店舗における人的コストは元から軽いものではありません。

そこからさらに賃金を上げて従業員を募集するには限界があるため、リテールテックの導入による解決がニーズを集めているのです。

一般的に、店舗の人件費は約3割がレジ対応要員にかかると言われています。

顧客が自身でバーコードをスキャンして決済できるセルフレジの導入は、人手不足を解消して人件費を削減できる代表的なリテールテックと言えるでしょう。

さらに店舗が省人化を追求しようとすると、リアルタイム情報やカメラを活用した無人店舗に到達します。

無人店舗で活用されているリテールテックには、スマートフォンの位置情報と決済アプリを活用した決済システムや、リアルタイム情報を管理するシステム、トレーサビリティの技術があります。

トレーサビリティは、2016年頃から急激に注目を集めるようになりました。

これは、追跡(Trace)と能力(Ability)という2つの言葉が組み合わされているワードで、製品がいつどこで、誰によって製造されたのかを追跡するためのテクノロジーです。

トレーサビリティの技術は、原材料の調達から製造過程、さらに消費、廃棄までを追跡できるのが利点で、小売の中でも食品業界で特に注目されています。

さらに、トレーサビリティに応用できるIT技術であるブロックチェーンも、トレーサビリティと同様、この数年で注目され続けています。

ブロックチェーン技術を使った特許を取得した企業も増えてきました。

例えばNIKE(ナイキ)は、「ブロックチェーンで保護された小売商品のための暗号デジタル資産をプロビジョニングするためのシステム及び方法」の特許を取得しています。

小売業界の進化を支えるテクノロジー

リテールテックは、新しい顧客体験の創出においても重要な役割を担っています。

....

**作業指示 1:** リテールテックについての提示文のうち、「トレーサビリティは、2016年頃から急激に注目を集めるようになりました。」から「業界で特に注目されています。」までを一字も変えずに書き写すこと。

....

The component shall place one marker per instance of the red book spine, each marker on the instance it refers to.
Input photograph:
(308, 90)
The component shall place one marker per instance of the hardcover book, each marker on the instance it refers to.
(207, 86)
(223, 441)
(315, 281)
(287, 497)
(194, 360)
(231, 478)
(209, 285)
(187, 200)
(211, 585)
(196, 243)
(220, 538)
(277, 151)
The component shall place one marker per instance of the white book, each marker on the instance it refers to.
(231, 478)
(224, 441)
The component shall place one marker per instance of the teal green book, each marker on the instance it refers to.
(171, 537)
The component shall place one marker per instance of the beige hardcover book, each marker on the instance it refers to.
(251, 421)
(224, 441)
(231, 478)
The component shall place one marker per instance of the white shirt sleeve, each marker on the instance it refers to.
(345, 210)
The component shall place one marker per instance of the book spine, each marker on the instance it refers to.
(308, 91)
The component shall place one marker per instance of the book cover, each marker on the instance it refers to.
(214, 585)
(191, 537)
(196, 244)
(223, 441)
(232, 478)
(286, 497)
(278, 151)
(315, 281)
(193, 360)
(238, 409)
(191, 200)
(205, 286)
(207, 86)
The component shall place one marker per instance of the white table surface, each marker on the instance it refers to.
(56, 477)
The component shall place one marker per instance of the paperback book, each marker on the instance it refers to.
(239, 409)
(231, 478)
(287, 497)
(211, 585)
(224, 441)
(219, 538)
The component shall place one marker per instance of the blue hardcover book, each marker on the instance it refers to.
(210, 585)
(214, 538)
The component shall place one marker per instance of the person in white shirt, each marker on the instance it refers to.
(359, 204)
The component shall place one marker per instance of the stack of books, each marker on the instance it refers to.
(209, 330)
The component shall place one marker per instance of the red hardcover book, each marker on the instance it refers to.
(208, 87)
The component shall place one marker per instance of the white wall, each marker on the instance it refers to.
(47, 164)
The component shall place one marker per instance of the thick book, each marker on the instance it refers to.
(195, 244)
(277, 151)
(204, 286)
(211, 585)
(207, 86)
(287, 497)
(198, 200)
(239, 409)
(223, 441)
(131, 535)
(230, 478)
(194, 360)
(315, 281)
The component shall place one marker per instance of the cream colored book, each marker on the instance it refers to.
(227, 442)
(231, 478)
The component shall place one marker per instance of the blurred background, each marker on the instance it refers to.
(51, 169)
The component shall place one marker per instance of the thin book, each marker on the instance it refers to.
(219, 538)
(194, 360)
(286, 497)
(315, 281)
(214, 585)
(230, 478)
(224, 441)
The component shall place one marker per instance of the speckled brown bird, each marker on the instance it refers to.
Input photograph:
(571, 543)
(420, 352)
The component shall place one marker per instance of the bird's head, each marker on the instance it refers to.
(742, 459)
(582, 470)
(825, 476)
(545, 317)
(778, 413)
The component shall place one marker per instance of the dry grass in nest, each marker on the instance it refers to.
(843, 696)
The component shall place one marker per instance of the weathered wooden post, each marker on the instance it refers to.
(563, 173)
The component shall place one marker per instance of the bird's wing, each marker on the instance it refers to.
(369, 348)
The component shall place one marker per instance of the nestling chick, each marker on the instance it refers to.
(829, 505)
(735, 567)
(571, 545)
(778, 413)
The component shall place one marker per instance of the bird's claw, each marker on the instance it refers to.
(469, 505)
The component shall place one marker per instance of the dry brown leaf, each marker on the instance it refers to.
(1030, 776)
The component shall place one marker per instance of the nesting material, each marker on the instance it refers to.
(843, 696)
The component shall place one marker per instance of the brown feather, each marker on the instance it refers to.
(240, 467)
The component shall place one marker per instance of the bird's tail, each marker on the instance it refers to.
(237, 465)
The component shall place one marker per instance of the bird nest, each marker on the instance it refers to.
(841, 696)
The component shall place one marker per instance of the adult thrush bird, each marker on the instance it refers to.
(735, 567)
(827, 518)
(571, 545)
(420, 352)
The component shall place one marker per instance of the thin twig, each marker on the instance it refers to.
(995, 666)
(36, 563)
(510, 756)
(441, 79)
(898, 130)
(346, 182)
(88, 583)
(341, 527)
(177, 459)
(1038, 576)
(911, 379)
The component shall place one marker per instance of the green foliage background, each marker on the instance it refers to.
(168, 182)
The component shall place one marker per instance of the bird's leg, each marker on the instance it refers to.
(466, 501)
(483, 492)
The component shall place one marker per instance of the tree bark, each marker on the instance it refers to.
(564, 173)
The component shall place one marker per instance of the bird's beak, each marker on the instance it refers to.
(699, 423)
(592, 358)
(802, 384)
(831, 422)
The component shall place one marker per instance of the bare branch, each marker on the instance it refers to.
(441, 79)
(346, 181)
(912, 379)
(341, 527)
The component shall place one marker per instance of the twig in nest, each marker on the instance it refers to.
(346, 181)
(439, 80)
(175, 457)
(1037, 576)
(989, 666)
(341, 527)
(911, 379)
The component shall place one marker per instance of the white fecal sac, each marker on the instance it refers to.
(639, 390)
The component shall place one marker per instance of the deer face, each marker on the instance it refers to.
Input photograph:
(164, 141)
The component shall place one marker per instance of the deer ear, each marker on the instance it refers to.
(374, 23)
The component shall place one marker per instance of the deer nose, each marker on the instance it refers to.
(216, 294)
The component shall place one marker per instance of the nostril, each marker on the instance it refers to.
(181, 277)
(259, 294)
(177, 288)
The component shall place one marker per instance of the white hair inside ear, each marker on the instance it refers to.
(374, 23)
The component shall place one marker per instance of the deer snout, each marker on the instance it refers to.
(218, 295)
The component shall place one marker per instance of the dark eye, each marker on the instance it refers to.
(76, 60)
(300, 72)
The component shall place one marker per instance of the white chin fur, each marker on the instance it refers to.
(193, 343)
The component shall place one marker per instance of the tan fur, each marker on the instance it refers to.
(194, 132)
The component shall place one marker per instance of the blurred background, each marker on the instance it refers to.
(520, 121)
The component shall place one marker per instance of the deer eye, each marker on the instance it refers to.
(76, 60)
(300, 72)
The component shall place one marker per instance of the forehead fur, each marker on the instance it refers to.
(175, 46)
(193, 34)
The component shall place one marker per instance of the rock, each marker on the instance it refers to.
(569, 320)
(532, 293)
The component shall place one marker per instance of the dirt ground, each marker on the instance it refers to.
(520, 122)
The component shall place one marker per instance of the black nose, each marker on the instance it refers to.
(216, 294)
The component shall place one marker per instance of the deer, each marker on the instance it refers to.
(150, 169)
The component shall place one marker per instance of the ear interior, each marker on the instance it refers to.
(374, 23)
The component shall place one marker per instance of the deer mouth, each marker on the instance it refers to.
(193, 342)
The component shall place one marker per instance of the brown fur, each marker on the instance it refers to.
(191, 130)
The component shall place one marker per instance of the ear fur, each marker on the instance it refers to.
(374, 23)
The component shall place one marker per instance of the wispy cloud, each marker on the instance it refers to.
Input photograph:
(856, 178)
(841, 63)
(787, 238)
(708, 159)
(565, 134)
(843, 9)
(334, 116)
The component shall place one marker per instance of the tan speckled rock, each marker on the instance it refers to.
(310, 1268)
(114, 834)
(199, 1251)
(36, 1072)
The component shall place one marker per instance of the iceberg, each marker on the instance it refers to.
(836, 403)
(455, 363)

....

**作業指示 2:** レコードから、文字列「twig」を含む行をすべて抜き出すこと。大文字と小文字は区別する。

**出力結果 1:**
トレーサビリティは、2016年頃から急激に注目を集めるようになりました。

これは、追跡(Trace)と能力(Ability)という2つの言葉が組み合わされているワードで、製品がいつどこで、誰によって製造されたのかを追跡するためのテクノロジーです。

トレーサビリティの技術は、原材料の調達から製造過程、さらに消費、廃棄までを追跡できるのが利点で、小売の中でも食品業界で特に注目されています。

**出力結果 2:**
The component shall place one marker per instance of the thin twig, each marker on the instance it refers to.
The component shall place one marker per instance of the twig in nest, each marker on the instance it refers to.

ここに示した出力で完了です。